■ **What you need to do**
**1.** Summarize the papyri palaeography text in two sentences.
**2.** Gather every line of the rows that contains the word "blue". Case counts.

■ **Supplied text**
# # # # # # #

D-scribes Project and Beyond: Building a Virtual Research Environment for the Digital Palaeography of Ancient Greek and Coptic Papyri

Isabelle Marthot-Santaniello, University of Basel
Thanks to the dryness of the climate, texts written on papyrus leaves were preserved in Egypt and tens of thousands have reached us by chance today.* By far the most numerous are those written in ancient Greek, covering a millennium from Alexander the Great to the Islamic conquest. [1] They illustrate the many facets of the use of writing in antiquity, including copies of literary masterpieces, drafts of personal letters, tax receipts, and accounts of daily expenses. The papyri are therefore a key source for philologists and ancient historians who have to face the challenge of handling a scattered body of sources. Because a large majority of papyri have come to us through the antiquities market at the end of the 19th and early 20th centuries, we lack sound information on the archaeological context of their discoveries. [2] Texts that must have been found together or fragments that used to belong to the same document stand now divided in various collections around the world, and it is only with significant effort and sometimes a bit of chance that papyrologists manage to gather and reconstruct some of them. [3] The digital turn has started to improve the situation. Various initiatives have led to the production of efficient online resources that allow searching through metadata (e.g., dates, mentioned people and places) and transcriptions of papyrological texts. Online catalogues provide access to more and more images. Yet, on the specific topic of palaeography, a domain that traditionally contributes to reassembling split documents, proper tools that adopt the advantages from the recent advances in computational analysis are still lacking. The D-scribes project aims to fill this gap by making a first step toward a Virtual Research Environment that can be integrated into existing resources and that is devoted to the digital palaeography of Greek and Coptic papyri.

# # # # # # #

■ **Stored data**
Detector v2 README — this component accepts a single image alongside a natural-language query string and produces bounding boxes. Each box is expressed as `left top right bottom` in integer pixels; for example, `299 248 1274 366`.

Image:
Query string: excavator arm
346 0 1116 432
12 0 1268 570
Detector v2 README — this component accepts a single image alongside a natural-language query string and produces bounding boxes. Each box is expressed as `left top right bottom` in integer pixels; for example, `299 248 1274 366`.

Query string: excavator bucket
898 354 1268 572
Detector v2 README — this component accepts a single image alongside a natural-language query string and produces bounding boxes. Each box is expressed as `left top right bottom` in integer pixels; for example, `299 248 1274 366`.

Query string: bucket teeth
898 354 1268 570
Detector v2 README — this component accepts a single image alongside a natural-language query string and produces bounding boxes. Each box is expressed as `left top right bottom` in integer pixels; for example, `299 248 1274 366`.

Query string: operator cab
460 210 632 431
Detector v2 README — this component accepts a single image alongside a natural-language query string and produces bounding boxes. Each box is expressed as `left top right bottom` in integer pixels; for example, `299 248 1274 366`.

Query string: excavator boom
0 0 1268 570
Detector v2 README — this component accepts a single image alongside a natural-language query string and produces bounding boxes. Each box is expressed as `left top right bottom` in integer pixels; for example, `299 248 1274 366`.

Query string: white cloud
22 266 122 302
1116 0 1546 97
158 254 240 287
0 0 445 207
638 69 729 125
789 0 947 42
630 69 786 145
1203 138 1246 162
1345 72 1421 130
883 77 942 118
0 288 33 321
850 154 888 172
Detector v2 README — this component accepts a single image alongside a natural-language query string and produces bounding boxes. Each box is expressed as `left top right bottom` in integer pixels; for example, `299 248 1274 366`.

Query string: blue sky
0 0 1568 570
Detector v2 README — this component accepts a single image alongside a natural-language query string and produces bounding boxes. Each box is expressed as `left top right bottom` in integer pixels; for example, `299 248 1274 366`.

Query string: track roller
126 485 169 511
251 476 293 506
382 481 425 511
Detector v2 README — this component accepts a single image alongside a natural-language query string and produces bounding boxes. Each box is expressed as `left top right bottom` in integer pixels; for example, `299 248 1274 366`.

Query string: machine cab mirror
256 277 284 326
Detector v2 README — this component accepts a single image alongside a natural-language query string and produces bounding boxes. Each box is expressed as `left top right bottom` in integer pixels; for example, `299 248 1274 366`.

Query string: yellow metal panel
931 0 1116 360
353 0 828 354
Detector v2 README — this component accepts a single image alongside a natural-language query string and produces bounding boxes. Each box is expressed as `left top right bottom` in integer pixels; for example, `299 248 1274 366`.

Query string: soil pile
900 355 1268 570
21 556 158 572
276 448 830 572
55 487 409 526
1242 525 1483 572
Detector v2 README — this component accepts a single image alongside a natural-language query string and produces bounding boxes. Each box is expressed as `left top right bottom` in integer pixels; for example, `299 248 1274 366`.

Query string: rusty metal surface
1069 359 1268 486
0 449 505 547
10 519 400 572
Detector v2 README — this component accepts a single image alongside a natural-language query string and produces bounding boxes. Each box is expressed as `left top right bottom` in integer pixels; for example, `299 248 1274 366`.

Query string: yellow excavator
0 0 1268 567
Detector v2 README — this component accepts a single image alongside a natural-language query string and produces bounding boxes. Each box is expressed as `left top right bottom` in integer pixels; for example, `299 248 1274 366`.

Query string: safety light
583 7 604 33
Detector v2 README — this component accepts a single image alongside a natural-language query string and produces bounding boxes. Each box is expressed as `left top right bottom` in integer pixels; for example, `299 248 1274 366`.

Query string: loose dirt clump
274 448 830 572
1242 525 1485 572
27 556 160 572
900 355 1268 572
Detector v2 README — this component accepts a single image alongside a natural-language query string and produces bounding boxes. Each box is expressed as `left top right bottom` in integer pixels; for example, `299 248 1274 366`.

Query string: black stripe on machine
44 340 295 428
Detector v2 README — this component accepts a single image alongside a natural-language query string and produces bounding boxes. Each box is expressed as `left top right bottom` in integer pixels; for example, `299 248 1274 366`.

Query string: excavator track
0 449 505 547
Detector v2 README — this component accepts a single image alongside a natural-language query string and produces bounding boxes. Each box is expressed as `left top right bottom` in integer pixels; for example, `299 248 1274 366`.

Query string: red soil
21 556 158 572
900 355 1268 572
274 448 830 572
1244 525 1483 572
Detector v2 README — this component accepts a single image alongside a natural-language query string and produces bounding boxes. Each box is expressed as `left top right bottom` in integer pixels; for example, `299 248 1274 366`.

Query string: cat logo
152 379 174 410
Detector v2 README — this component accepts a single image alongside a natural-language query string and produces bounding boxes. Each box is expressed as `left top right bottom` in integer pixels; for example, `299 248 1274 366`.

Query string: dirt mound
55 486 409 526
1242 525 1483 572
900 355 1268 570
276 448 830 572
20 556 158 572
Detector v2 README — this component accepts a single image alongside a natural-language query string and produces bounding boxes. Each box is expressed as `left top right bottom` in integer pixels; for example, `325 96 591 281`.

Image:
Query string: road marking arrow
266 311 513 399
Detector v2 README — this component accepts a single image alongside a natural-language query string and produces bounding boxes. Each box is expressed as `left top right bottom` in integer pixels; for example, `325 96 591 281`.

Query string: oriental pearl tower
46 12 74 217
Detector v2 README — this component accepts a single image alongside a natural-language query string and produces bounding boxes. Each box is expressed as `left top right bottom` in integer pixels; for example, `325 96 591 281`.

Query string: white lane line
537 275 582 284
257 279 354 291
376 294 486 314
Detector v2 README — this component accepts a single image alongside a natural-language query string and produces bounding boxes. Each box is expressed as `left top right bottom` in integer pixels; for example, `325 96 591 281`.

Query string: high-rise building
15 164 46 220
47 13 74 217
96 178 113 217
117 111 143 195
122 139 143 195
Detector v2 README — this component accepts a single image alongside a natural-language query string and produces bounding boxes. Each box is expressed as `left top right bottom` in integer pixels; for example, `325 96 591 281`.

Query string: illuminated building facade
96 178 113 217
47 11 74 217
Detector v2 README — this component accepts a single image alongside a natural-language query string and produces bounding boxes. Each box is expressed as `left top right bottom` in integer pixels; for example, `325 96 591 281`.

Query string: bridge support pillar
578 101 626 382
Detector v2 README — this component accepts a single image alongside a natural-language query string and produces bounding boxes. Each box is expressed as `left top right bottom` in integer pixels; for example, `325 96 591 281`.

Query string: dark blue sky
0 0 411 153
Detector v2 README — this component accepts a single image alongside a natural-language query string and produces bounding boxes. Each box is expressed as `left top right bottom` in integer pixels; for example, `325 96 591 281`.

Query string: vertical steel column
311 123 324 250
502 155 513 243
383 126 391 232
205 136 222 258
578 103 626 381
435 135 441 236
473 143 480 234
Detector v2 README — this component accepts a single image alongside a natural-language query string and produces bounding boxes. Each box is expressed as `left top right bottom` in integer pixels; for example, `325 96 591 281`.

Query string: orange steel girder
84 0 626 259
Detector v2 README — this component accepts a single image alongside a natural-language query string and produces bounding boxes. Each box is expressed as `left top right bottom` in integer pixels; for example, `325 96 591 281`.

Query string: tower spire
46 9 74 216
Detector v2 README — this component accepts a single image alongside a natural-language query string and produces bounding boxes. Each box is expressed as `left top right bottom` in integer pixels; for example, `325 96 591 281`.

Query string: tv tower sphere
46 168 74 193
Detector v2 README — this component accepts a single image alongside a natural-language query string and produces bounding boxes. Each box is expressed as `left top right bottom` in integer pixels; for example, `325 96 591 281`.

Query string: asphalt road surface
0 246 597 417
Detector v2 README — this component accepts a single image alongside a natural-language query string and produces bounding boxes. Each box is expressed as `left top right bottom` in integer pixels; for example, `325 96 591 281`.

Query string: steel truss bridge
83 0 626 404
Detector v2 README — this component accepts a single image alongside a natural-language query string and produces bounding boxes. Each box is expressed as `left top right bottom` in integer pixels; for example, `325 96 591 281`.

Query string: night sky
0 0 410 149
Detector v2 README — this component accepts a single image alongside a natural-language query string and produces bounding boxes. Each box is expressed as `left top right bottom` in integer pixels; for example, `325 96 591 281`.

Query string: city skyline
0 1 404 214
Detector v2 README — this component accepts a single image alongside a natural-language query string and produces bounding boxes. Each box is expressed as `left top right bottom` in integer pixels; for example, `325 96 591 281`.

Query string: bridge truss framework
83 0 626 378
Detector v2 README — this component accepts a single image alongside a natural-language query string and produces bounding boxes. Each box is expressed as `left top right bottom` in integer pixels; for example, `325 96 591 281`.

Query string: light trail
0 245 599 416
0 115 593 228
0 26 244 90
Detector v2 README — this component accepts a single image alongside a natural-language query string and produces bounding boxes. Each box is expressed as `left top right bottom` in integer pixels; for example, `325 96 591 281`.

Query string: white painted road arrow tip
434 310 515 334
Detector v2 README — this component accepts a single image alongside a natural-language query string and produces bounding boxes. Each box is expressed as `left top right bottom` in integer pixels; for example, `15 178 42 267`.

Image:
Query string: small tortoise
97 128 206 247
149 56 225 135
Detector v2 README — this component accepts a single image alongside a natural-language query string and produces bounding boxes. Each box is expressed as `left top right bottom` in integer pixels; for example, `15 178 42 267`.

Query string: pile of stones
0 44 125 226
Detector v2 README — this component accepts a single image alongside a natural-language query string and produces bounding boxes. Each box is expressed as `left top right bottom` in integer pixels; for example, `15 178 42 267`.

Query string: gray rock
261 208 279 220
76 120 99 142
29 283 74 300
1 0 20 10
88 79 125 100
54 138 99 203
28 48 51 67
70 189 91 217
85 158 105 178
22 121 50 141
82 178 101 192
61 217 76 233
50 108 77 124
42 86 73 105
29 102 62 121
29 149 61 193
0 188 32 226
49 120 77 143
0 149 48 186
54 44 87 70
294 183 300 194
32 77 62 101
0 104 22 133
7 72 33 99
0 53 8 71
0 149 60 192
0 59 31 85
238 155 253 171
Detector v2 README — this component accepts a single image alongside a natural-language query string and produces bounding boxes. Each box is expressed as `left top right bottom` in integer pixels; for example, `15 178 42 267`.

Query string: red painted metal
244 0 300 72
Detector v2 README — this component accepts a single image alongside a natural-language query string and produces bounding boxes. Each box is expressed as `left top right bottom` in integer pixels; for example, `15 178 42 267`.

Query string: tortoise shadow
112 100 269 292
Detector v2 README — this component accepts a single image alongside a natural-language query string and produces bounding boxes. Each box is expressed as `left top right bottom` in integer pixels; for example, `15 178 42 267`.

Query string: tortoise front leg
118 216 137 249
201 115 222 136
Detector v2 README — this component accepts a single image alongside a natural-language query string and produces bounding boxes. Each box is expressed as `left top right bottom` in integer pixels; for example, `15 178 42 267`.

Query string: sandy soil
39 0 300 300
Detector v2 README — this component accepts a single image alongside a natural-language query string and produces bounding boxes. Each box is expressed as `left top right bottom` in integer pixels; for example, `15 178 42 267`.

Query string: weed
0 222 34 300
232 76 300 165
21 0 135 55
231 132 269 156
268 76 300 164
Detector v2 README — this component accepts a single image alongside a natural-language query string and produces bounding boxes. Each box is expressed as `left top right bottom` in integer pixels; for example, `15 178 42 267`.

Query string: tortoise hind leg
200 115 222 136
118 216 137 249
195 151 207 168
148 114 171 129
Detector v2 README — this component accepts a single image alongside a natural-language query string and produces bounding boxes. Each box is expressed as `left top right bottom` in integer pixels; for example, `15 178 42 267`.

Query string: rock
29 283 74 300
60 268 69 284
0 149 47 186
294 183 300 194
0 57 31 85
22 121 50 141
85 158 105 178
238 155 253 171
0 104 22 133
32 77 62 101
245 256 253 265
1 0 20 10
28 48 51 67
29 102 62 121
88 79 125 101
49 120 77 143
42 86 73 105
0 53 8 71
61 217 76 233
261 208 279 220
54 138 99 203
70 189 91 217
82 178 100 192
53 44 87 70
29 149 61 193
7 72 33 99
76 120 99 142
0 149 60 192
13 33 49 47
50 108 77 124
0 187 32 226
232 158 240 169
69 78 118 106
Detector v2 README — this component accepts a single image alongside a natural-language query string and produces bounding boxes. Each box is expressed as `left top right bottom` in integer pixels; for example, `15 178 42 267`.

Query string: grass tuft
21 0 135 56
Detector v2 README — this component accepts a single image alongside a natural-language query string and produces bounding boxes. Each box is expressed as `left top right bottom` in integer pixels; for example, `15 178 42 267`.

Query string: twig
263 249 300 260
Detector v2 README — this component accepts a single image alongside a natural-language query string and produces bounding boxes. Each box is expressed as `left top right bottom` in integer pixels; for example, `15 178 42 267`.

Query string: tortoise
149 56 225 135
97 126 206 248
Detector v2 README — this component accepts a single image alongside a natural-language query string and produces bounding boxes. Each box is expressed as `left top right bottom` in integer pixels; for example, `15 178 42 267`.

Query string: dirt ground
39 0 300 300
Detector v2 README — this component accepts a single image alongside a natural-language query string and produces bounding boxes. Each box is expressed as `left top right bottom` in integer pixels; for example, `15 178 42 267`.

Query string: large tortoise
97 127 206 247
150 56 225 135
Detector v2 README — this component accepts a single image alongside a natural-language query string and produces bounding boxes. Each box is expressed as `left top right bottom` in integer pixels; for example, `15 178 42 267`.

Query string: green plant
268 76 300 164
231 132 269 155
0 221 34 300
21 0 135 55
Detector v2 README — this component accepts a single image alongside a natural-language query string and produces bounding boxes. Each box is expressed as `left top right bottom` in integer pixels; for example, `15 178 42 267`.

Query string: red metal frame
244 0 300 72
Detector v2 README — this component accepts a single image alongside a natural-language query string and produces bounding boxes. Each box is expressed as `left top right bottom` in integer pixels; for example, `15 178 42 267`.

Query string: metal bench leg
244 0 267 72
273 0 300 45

# # # # # # #

■ **Outputs**
**1.** Papyri preserved by Egypt's dry climate, most of them in ancient Greek, are a key source for philologists and ancient historians, but because most reached us through the antiquities market, texts and fragments that belong together are now divided among collections around the world. Online resources have improved searching of metadata, transcriptions and images, yet palaeography still lacks proper computational tools, a gap the D-scribes project aims to fill with a first step toward a Virtual Research Environment for the digital palaeography of Greek and Coptic papyri.

**2.**
Query string: blue sky
Query string: dark blue sky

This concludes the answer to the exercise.